Instructions to follow: Can you tally the lines in the records below that contain the string "Target"? Case counts, and the reply should be the number alone.

Data rows:
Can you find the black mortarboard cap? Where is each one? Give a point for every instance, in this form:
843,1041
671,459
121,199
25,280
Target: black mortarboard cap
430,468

---

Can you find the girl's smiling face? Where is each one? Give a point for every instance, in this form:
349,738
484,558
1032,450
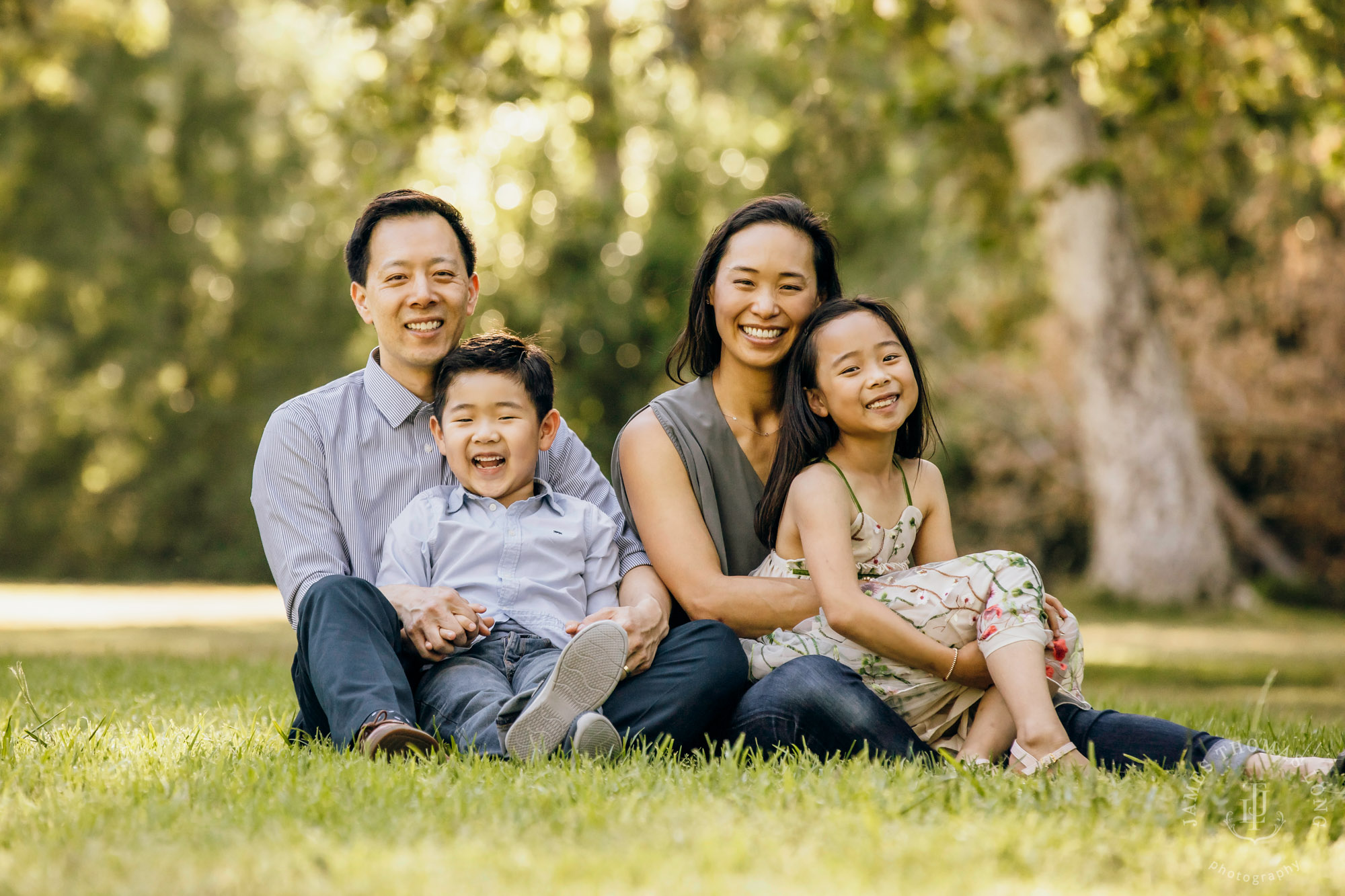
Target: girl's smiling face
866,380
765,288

Response to this exercise: 2